> WHAT YOU NEED TO DO: In the listing below, identify every line that contains the word "piece" and copy each such line. Case counts, so match only that exact capitalization.

#### RECORDS SUPPLIED ####

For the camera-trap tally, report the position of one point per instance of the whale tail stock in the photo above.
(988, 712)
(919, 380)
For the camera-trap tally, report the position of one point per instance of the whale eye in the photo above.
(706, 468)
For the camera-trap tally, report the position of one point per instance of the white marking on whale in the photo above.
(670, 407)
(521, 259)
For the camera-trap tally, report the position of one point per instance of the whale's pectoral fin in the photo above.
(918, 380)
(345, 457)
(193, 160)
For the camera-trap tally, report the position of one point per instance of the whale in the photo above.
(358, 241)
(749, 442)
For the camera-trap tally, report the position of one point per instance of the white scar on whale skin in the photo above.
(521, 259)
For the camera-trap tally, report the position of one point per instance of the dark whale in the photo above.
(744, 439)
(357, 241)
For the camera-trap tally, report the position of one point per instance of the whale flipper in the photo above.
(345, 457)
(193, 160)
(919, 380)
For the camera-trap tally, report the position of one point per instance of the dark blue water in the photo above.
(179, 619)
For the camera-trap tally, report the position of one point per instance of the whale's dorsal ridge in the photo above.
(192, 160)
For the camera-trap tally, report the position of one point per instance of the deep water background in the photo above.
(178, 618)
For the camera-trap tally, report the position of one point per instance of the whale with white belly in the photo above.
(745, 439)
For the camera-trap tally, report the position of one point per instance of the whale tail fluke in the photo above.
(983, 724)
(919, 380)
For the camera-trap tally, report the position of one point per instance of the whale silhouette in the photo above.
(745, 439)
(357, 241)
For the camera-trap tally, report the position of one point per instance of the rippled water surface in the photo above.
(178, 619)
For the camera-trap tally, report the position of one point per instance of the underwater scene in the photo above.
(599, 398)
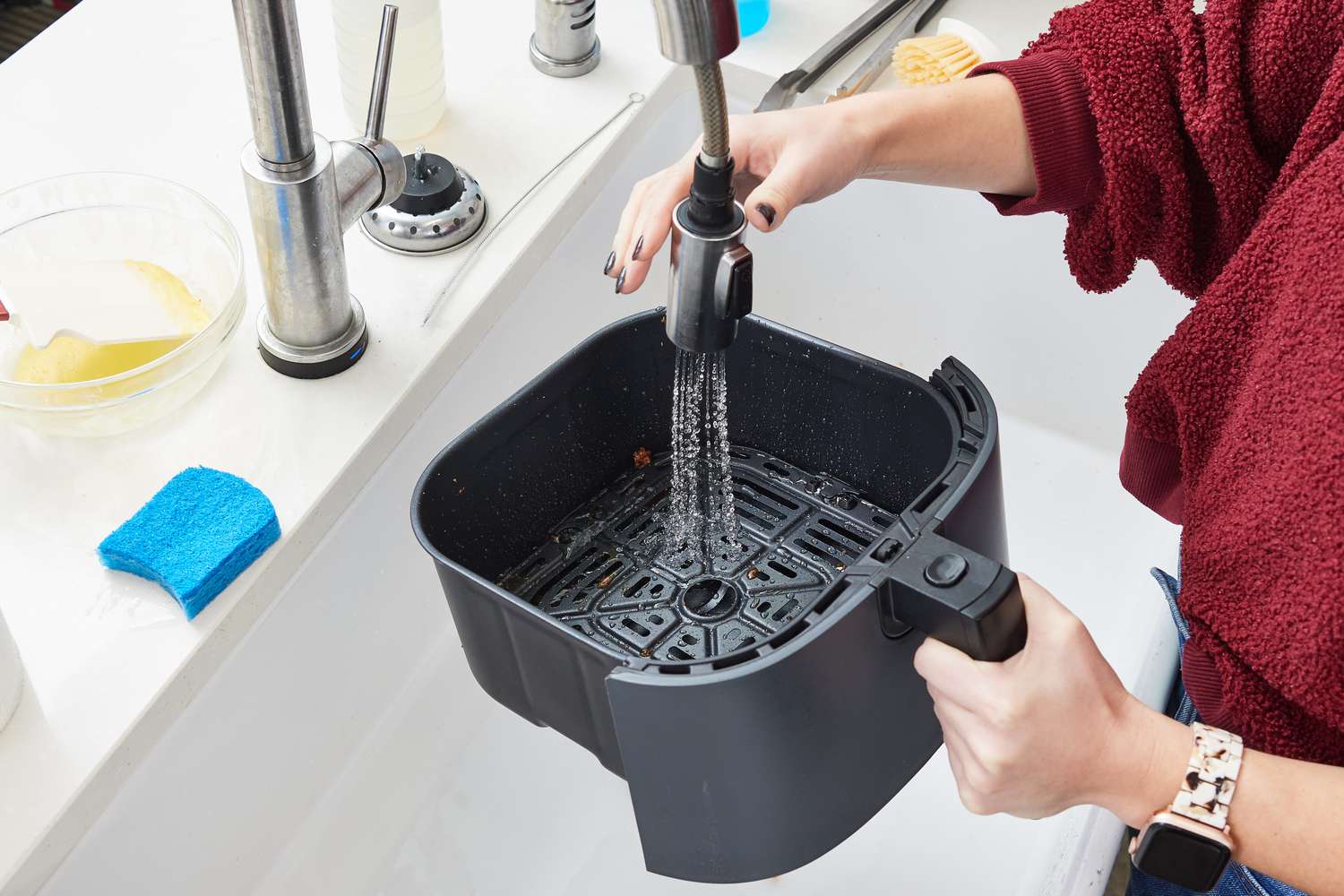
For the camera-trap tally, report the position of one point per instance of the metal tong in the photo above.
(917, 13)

####
#### RECORDS SUPPLIED ####

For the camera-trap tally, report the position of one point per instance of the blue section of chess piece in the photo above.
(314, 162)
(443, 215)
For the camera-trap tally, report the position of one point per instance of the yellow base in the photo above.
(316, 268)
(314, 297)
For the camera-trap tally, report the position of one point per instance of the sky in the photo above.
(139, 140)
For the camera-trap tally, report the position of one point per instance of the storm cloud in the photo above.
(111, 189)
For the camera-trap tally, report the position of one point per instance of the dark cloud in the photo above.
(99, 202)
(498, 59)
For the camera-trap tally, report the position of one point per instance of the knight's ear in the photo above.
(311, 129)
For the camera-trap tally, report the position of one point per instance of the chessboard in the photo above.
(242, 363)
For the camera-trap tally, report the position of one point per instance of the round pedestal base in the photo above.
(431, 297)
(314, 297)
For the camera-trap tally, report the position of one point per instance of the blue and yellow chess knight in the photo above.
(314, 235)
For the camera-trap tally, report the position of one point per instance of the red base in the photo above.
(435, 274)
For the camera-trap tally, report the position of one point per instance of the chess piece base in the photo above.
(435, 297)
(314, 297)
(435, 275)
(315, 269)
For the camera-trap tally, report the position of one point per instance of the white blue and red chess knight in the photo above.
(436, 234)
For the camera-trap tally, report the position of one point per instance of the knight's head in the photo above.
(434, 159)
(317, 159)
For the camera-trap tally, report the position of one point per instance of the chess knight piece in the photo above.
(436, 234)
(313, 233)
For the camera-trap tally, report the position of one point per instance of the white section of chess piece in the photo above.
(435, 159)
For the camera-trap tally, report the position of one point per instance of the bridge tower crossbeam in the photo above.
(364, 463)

####

> RESULT:
For the camera-trap tally, report the position of one point per instance of the blue section of chess piece in the photo above.
For the camera-trap tally, report the position of one point per instance of the chess piece base in the photo above.
For the camera-trap tally, report the position of one point per instance of the chess knight piece in the photo above.
For the camera-trap tally, report the position of one point per instance of the white section of chess piece in the photo above.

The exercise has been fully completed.